Referring expression data:
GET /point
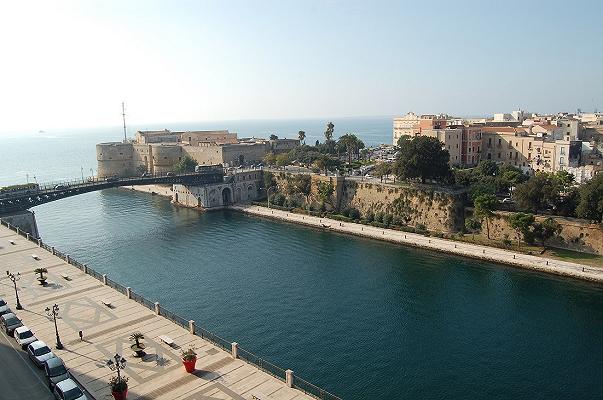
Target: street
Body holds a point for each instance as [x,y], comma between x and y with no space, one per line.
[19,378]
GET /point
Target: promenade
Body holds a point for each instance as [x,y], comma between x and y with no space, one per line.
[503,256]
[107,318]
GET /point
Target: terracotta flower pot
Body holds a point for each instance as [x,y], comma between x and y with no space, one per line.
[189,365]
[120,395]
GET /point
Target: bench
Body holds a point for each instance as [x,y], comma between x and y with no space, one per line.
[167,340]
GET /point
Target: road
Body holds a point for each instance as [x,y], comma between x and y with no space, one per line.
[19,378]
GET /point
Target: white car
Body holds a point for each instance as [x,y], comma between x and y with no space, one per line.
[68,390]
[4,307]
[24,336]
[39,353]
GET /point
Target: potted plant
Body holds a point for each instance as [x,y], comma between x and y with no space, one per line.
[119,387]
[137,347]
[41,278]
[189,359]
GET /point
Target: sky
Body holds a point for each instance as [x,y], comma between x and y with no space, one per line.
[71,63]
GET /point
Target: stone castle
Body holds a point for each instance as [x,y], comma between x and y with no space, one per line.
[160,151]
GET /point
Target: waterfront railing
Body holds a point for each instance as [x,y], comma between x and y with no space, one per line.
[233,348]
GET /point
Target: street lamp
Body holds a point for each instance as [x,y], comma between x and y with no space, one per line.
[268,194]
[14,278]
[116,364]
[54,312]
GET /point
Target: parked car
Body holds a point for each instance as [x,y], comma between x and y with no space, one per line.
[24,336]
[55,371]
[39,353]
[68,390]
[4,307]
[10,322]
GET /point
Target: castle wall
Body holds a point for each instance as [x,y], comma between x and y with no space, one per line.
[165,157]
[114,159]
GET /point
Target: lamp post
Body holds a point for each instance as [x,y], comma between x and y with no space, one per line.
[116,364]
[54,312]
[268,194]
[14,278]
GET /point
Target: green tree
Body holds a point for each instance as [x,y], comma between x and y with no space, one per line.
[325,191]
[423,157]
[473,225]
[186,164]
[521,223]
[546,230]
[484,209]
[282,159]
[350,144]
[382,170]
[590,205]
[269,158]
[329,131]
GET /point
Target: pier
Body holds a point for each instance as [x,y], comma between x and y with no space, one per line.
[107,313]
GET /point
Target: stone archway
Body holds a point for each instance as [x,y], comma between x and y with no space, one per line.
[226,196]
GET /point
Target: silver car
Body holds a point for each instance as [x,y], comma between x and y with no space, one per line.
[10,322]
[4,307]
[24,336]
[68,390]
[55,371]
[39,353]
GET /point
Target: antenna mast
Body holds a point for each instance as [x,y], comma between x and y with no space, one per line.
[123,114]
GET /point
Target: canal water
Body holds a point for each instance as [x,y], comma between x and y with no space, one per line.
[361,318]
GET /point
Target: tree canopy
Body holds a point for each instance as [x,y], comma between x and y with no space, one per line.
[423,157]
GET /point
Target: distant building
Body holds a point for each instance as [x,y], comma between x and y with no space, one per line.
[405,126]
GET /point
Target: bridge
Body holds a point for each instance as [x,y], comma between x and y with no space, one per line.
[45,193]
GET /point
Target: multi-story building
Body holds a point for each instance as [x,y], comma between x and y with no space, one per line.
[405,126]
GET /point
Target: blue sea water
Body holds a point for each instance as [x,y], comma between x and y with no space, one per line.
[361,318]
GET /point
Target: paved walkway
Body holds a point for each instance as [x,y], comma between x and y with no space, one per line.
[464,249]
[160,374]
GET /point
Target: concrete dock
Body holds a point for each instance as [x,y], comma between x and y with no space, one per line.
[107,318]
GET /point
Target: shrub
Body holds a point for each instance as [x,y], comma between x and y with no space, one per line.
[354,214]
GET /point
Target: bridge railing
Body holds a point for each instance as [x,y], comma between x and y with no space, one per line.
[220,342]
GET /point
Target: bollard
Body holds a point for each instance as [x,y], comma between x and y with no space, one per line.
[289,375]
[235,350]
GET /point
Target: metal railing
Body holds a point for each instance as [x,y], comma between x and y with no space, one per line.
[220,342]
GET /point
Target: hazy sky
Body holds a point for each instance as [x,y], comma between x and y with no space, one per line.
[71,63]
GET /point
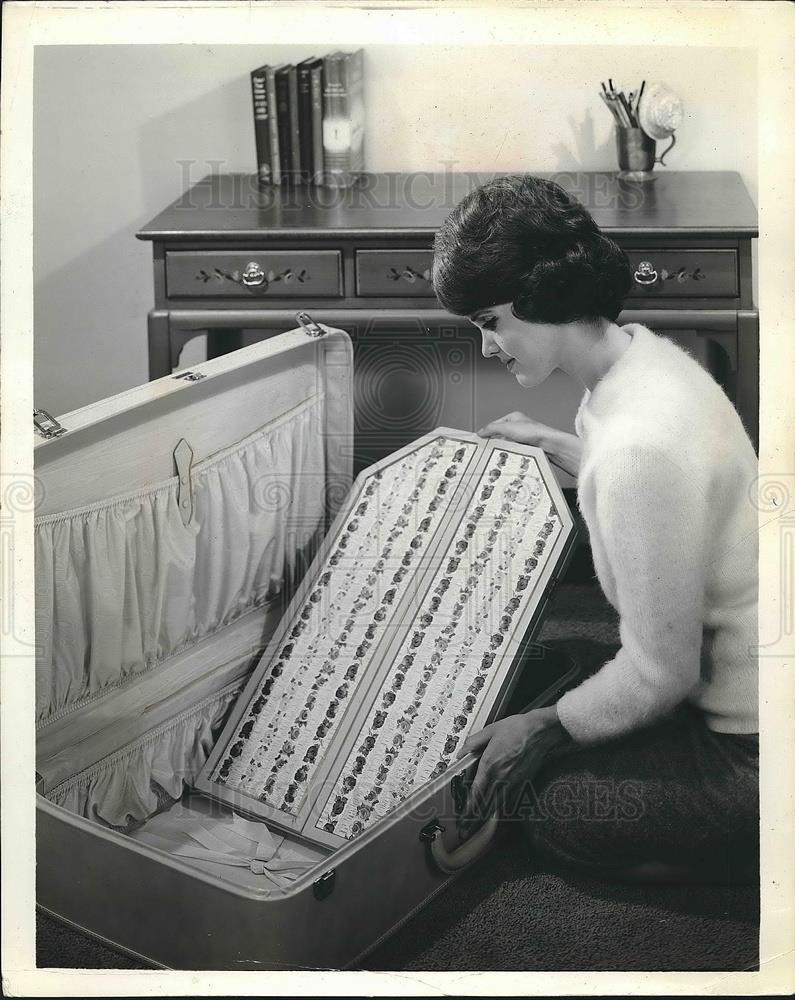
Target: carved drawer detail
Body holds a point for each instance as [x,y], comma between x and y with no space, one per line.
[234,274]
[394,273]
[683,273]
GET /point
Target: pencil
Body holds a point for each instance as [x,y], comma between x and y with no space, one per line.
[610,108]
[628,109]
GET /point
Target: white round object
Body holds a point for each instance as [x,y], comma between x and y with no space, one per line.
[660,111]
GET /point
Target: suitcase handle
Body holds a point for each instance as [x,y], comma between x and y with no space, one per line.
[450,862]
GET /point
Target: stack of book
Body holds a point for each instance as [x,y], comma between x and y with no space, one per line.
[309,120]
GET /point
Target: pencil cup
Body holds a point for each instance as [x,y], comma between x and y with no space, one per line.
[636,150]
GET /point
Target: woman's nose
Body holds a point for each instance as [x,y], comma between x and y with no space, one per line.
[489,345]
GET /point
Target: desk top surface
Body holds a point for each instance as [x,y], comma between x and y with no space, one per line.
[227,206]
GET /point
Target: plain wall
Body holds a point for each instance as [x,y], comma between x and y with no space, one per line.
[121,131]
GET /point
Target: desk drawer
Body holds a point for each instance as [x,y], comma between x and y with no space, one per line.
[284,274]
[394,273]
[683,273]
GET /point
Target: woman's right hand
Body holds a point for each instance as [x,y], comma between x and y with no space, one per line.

◆ Aim of the task:
Once the pictures are set aside, repeat the data above exactly.

◆ Answer section:
GET /point
Target: street
Body holds a point for each instance as [x,y], comma between x and y with no space, one per line.
[19,378]
GET /point
Target: promenade
Body holds a point for each instance as [x,y], comma between x and y with no space, one per line.
[503,256]
[107,318]
GET /point
Target: terracotta flower pot
Body holds a point for each instance as [x,y], comma between x and y with no space, one per line.
[189,365]
[120,395]
GET /point
Target: bench
Body holds a point for each instance as [x,y], comma between x and y with no space, one per line.
[167,340]
GET /point
Target: road
Body holds a point for each instance as [x,y], comma between x and y with no space, one per line.
[19,378]
GET /point
Target: white car
Body holds a point for each instance as [x,y], comma between x and y with no space, one per line.
[68,390]
[4,307]
[24,336]
[39,353]
GET /point
Target: potted plant
Body holds a point for each instance as [x,y], comma between x and y with no space, one per line.
[119,387]
[137,347]
[41,278]
[189,359]
GET /point
Target: sky
Body holds a point for each instance as [x,y], comma between x and y with no space, one per line.
[71,63]
GET /point
Target: stone castle
Body holds a point for each instance as [x,y], comma between x and y with no space, one per line.
[160,151]
GET /point
Target: waterfront railing
Body holds a point for each instance as [x,y], comma between x and y with no space, one per line.
[233,348]
GET /point
Target: street lamp
Body holds a point for each instance as [x,y], comma between x and y with no space, one per line.
[268,194]
[14,278]
[116,364]
[54,312]
GET /point
Target: parked car
Body holds a point for each instance as [x,y], comma between x and y with no space, one per line.
[24,336]
[55,371]
[39,353]
[68,390]
[4,307]
[10,322]
GET /point
Target: castle wall
Body holds a point for each instance as [x,y], comma between x and y with no space, one per line.
[165,157]
[114,159]
GET /point
Target: lamp post
Body holds a point for each instance as [x,y], comma between x and y with no space, one per line.
[116,364]
[54,312]
[268,194]
[14,278]
GET /point
Target: green tree
Body holds a point for each instance as [x,y], comma between x and y with no space, one per line.
[325,191]
[423,157]
[473,225]
[186,164]
[521,223]
[546,230]
[484,209]
[282,159]
[350,144]
[382,170]
[590,205]
[269,158]
[329,131]
GET /point
Target: pier
Body holds a point for each instance as [x,y], comma between x and y with no space, one per line.
[107,313]
GET /point
Target: stone archway
Body holds a point for each instance as [x,y], comma between x and y with no space, one per line.
[226,196]
GET /point
Target: silver car
Body holds a point for each instance as [x,y], comma between x and y with no space, one per line.
[10,322]
[4,307]
[24,336]
[68,390]
[55,371]
[39,353]
GET /point
Target: antenna mast
Body holds a point for each instance as [x,y], comma between x and y with no space, one per line.
[123,114]
GET /point
Target: canal water
Body holds a point for each instance as [x,y], comma between x and y with no space, one per line.
[361,318]
GET /point
Target: tree canopy
Body holds a point for each instance as [x,y], comma between x and y with no space, one per line.
[423,157]
GET /point
Target: distant building
Body holds a point for each instance as [x,y], comma between x and y with no space, one per line.
[405,126]
GET /point
Target: bridge
Body holds a point for each instance as [x,y], comma between x and y with no space, one per line.
[45,193]
GET /point
Target: multi-story building
Body holds a point for each instance as [x,y], comma between x and y with no space, one per line.
[405,126]
GET /point
Target: blue sea water
Body holds a point for each instance as [x,y], comma between x and y with no space, one per line.
[361,318]
GET /point
Target: paved walkway
Body holds a point for each instance as [x,y], comma between x and y with no space, one per line.
[464,249]
[160,374]
GET /point
Target: concrete dock
Body holds a point for each instance as [x,y], comma between x and y with no space, one per line.
[107,318]
GET /point
Target: shrub
Body holds a point for each instance as [x,y], comma between x and y with no space, one per line.
[354,214]
GET /point
Target: bridge railing
Body holds a point for each instance as [x,y], comma between x and y with no space, one per line.
[220,342]
GET /point
Target: bollard
Body holds a point for each instance as [x,y], comma between x and y with no space, one per line.
[289,375]
[235,350]
GET /point
Target: metal railing
Body holds a point for each instance as [x,y], comma between x and y with no space, one per line.
[220,342]
GET /point
Target: hazy sky
Body holds a point for each instance as [x,y], comma between x and y with no space, one per line.
[71,63]
GET /point
Target: carved drawer detail
Body holds a point for each instance as [x,y], comma between x and y with no space, one per line.
[234,274]
[394,273]
[683,273]
GET /point
Target: pencil
Body holds a point for each instance as [x,y], comma between x and y with no space, one per line.
[610,108]
[628,109]
GET /point
Target: white round object
Body holds a point for each instance as [x,y], comma between x and y with no space, one per line.
[660,111]
GET /point
Target: suitcase handle
Body holds a point for each instance as [x,y], comma between x and y with no space, one per line.
[450,862]
GET /point
Target: stack of book
Body holds a point for each instance as [x,y], comma between x and y with no space, one per line.
[309,120]
GET /point
Target: pencil cup
Body holds a point for each instance as [x,y], comma between x and y with no space, one per line.
[636,150]
GET /point
Target: woman's nose
Body holds a point for each instance as [x,y], comma between x and y with no space, one per line.
[489,345]
GET /point
Target: desk top surface
Body holds a point for each instance as [x,y], comma between x and y with no space, one per line.
[227,206]
GET /point
Target: plain wall
Body holds a point for each instance as [x,y], comma between x and y with no space, one per line.
[121,131]
GET /point
Target: desk drawer
Body holds a point for each instance as [x,y], comma between x and y with no space, one per line.
[284,274]
[394,273]
[683,273]
GET /point
Target: woman's right hand
Body holds a point for each instance as [x,y], comma between x and y with no space, one per line.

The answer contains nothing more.